■ **TASK DETAILS**
Retype the listing that follows, exactly as written.

■ **MATERIAL TO PROCESS**
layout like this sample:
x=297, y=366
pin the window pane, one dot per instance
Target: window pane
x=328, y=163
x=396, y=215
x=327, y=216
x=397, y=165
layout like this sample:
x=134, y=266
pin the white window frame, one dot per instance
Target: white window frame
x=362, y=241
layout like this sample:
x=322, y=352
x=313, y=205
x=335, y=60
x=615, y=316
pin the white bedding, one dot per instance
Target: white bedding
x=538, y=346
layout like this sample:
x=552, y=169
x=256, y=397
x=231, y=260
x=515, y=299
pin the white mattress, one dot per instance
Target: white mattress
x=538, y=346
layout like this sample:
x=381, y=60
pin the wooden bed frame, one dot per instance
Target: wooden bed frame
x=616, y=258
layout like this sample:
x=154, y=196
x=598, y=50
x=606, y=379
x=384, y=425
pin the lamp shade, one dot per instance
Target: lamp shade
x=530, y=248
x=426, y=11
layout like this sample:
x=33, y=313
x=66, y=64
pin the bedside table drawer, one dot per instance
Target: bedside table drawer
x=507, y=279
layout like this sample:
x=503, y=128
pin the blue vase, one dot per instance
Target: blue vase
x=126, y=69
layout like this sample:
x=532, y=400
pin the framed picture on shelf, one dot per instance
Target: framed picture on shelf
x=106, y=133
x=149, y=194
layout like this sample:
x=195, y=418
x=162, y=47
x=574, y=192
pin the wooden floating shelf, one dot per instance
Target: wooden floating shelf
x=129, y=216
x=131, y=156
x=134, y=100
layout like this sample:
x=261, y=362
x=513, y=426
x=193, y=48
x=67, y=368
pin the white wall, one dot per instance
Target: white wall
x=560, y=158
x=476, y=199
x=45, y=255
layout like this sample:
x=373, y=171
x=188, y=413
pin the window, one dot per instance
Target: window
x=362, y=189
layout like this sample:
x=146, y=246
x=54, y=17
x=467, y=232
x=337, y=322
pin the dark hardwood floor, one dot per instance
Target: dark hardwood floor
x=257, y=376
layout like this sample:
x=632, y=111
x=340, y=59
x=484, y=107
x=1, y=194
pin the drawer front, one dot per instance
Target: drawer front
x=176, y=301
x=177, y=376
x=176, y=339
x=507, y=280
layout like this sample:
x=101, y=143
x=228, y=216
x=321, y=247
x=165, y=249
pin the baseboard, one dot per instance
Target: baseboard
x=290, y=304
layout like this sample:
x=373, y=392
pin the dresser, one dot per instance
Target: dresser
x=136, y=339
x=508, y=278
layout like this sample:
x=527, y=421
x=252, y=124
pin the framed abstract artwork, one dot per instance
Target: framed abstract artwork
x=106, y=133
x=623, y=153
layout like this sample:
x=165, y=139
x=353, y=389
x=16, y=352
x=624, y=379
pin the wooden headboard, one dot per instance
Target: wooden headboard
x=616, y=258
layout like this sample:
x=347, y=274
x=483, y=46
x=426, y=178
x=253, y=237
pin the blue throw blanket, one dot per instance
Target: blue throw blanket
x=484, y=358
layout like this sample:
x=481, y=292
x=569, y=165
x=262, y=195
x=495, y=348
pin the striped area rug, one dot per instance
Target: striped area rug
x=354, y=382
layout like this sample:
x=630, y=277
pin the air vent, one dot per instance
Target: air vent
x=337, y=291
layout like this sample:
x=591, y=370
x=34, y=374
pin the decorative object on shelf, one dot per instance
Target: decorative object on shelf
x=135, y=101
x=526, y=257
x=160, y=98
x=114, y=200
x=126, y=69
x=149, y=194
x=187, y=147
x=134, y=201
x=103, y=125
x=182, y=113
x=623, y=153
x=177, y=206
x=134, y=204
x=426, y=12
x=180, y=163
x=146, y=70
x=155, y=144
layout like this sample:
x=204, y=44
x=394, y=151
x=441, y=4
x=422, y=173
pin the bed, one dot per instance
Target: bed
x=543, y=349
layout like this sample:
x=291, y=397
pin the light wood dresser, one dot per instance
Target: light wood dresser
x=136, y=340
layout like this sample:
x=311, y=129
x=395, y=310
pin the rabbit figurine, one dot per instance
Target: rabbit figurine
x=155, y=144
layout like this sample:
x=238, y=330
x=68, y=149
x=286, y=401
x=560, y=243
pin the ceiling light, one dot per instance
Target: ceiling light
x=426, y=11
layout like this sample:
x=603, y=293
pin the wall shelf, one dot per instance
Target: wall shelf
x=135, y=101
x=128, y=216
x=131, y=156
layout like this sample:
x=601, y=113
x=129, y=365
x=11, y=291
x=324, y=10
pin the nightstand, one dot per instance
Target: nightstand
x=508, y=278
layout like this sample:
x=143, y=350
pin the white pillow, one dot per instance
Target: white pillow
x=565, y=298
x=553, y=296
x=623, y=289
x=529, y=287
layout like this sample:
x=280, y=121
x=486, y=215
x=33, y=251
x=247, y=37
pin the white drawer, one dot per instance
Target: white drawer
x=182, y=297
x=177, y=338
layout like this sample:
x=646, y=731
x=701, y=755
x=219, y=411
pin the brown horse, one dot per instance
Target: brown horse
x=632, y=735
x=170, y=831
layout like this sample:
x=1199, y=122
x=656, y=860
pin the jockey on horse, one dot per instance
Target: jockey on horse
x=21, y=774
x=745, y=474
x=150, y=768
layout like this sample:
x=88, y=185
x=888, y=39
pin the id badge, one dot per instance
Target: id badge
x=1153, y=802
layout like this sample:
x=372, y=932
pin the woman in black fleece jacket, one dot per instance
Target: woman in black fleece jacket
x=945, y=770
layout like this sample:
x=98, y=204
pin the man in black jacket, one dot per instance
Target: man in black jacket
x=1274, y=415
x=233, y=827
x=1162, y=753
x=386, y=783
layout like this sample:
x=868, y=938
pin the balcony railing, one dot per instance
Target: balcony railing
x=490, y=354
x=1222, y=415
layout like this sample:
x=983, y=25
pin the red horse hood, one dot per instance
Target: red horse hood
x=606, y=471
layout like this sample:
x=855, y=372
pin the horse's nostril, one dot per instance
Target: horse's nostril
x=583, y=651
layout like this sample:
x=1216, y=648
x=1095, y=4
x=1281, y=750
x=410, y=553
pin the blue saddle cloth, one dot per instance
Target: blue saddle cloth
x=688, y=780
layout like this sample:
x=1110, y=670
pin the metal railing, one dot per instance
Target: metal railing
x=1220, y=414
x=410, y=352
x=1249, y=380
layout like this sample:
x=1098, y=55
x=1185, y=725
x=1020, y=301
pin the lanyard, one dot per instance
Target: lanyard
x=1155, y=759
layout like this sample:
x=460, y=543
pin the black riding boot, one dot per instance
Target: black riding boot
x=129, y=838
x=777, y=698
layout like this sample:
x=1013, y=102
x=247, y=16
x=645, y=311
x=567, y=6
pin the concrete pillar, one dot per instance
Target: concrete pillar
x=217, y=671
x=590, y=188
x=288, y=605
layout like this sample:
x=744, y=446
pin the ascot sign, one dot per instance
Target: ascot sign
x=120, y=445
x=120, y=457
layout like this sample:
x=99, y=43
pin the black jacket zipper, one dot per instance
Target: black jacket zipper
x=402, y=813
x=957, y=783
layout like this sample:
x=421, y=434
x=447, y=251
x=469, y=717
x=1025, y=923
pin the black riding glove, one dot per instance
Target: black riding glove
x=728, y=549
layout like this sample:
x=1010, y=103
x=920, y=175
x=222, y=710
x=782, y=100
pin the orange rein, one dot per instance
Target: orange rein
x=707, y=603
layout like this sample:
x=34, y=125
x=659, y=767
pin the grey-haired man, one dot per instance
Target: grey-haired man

■ **ANSWER FOR THE TASK**
layout like this sample:
x=297, y=366
pin the window pane, one dot per instance
Target: window pane
x=328, y=163
x=396, y=215
x=327, y=216
x=397, y=165
layout like this sample:
x=134, y=266
pin the white window frame, one dot per instance
Target: white window frame
x=362, y=241
layout like this sample:
x=322, y=352
x=313, y=205
x=335, y=60
x=615, y=316
pin the white bedding, one dot per instance
Target: white bedding
x=538, y=346
layout like this sample:
x=552, y=169
x=256, y=397
x=231, y=260
x=515, y=299
pin the white mattress, one dot per instance
Target: white mattress
x=538, y=346
layout like this sample:
x=381, y=60
pin the wooden bed frame, one dot per instance
Target: wooden bed frame
x=616, y=258
layout like this sample:
x=154, y=196
x=598, y=50
x=606, y=379
x=384, y=425
pin the lamp shade, one dot per instance
Target: lamp shade
x=530, y=248
x=426, y=11
layout like this sample:
x=33, y=313
x=66, y=64
pin the bedside table drawer, one dot per instance
Target: bedside table drawer
x=507, y=279
layout like this sample:
x=503, y=128
pin the blue vase, one dot per instance
Target: blue vase
x=126, y=69
layout like this sample:
x=532, y=400
pin the framed picture on shelf, one dot per instance
Target: framed picture on shelf
x=106, y=133
x=149, y=194
layout like this sample:
x=195, y=418
x=162, y=47
x=574, y=192
pin the wooden floating shelf, one dot per instance
Target: wooden floating shelf
x=129, y=216
x=131, y=156
x=134, y=100
layout like this sample:
x=261, y=362
x=513, y=426
x=193, y=48
x=67, y=368
pin the white wall, one dot per instance
Target: white wall
x=560, y=158
x=476, y=199
x=45, y=255
layout like this sample:
x=373, y=171
x=188, y=413
pin the window, one dot per instance
Target: window
x=362, y=189
layout like this sample:
x=146, y=246
x=54, y=17
x=467, y=232
x=337, y=322
pin the dark hardwood floor, one dot per instance
Target: dark hardwood floor
x=257, y=376
layout like this sample:
x=632, y=111
x=340, y=59
x=484, y=107
x=1, y=194
pin the drawer front, one dot per instance
Target: drawer front
x=176, y=301
x=177, y=376
x=176, y=339
x=507, y=280
layout like this sample:
x=101, y=143
x=228, y=216
x=321, y=247
x=165, y=249
pin the baseboard, one dot per instance
Target: baseboard
x=290, y=304
layout like this sample:
x=373, y=392
pin the dresser, one dot per instance
Target: dresser
x=136, y=339
x=508, y=278
layout like this sample:
x=527, y=421
x=252, y=124
pin the framed abstract artwork, one dot per instance
Target: framed abstract artwork
x=106, y=133
x=623, y=153
layout like this sample:
x=165, y=139
x=353, y=389
x=16, y=352
x=624, y=379
pin the wooden headboard, one dot per instance
Target: wooden headboard
x=616, y=258
layout like this sample:
x=347, y=274
x=483, y=46
x=426, y=178
x=253, y=237
pin the blue throw blanket, one dot per instance
Target: blue throw blanket
x=484, y=358
layout like this sample:
x=481, y=292
x=569, y=165
x=262, y=195
x=495, y=348
pin the striped area rug, one dot per instance
Target: striped area rug
x=354, y=382
layout like this sample:
x=630, y=277
pin the air vent, one dot per instance
Target: air vent
x=337, y=291
layout like this sample:
x=591, y=370
x=34, y=374
pin the decorative object on shelf, one dot per instance
Target: decorative object on shelf
x=135, y=101
x=526, y=257
x=160, y=98
x=114, y=200
x=126, y=69
x=149, y=194
x=187, y=147
x=134, y=201
x=103, y=125
x=182, y=113
x=623, y=153
x=177, y=206
x=134, y=204
x=426, y=12
x=180, y=163
x=146, y=70
x=155, y=144
layout like this sample:
x=204, y=44
x=394, y=151
x=441, y=4
x=422, y=173
pin the bed, one dot per instance
Target: bed
x=543, y=349
layout like this sample:
x=291, y=397
pin the light wood dresser, one dot per instance
Target: light wood dresser
x=136, y=340
layout like this sample:
x=311, y=129
x=395, y=310
pin the rabbit figurine, one dot per instance
Target: rabbit figurine
x=155, y=144
layout like this sample:
x=238, y=330
x=68, y=149
x=286, y=401
x=560, y=243
pin the ceiling light, one dot per instance
Target: ceiling light
x=426, y=11
layout like this sample:
x=603, y=293
pin the wall shelf, one dot per instance
Target: wall shelf
x=135, y=101
x=128, y=216
x=131, y=156
layout like this sample:
x=601, y=113
x=129, y=365
x=11, y=291
x=324, y=10
pin the nightstand, one dot per instance
Target: nightstand
x=508, y=278
layout like this sample:
x=143, y=350
pin the white pillow, one dot per instance
Target: white pillow
x=565, y=298
x=553, y=296
x=623, y=289
x=529, y=287
layout like this sample:
x=280, y=121
x=486, y=215
x=33, y=251
x=247, y=37
pin the white drawer, one dot per instance
Target: white drawer
x=182, y=297
x=177, y=338
layout like this sample:
x=646, y=731
x=701, y=755
x=219, y=411
pin the brown horse, one dot per instance
Target: brown horse
x=632, y=735
x=170, y=831
layout like this sample:
x=1199, y=122
x=656, y=860
pin the jockey on horse, one dot per instance
Target: jockey on horse
x=21, y=774
x=745, y=474
x=150, y=768
layout like this sample:
x=88, y=185
x=888, y=39
pin the id badge, one dot per instance
Target: id badge
x=1153, y=802
layout like this sample:
x=372, y=932
pin the woman in black fleece jacket, one dot per instance
Target: woman in black fleece jacket
x=945, y=770
layout like this sample:
x=98, y=204
pin the man in black jacket, one dot per instance
Target: man in black jacket
x=1274, y=415
x=233, y=827
x=1162, y=753
x=386, y=783
layout like this sample:
x=868, y=938
pin the balcony railing, one dot per instance
Target: balcony railing
x=490, y=354
x=1222, y=415
layout like this sample:
x=983, y=25
pin the red horse hood, one dot per instance
Target: red horse hood
x=606, y=471
layout like this sample:
x=855, y=372
pin the horse's nostril, one dot per instance
Target: horse's nostril
x=583, y=651
layout like this sample:
x=1216, y=648
x=1095, y=4
x=1281, y=750
x=410, y=553
pin the blue saddle cloth, one dot per instance
Target: blue saddle cloth
x=688, y=780
layout like this sample:
x=1110, y=670
pin the metal railing, one dot per instance
Target: metal railing
x=1220, y=414
x=410, y=352
x=1249, y=380
layout like this sample:
x=1098, y=55
x=1185, y=725
x=1020, y=301
pin the lanyard, one dot per instance
Target: lanyard
x=1155, y=759
layout like this sample:
x=460, y=543
pin the black riding boot, one dot per instance
Target: black riding boot
x=129, y=838
x=777, y=698
layout like this sample:
x=1013, y=102
x=247, y=16
x=645, y=311
x=567, y=6
pin the concrete pillar, one dot per instance
Target: concrete pillar
x=217, y=671
x=590, y=188
x=288, y=605
layout like this sample:
x=744, y=446
pin the ascot sign, one dot per instance
Target: ascot sign
x=120, y=445
x=120, y=457
layout like this sample:
x=99, y=43
pin the black jacket zipper, one dot per instance
Target: black jacket zipper
x=402, y=813
x=957, y=783
layout like this sample:
x=421, y=434
x=447, y=251
x=469, y=717
x=1025, y=923
pin the black riding glove, one dot per instance
Target: black riding glove
x=728, y=549
layout like this sample:
x=1010, y=103
x=920, y=175
x=222, y=710
x=782, y=100
pin the orange rein, one dot per instance
Target: orange rein
x=707, y=603
layout like this sample:
x=34, y=125
x=659, y=767
pin the grey-haired man, one dot per instance
Target: grey-haired man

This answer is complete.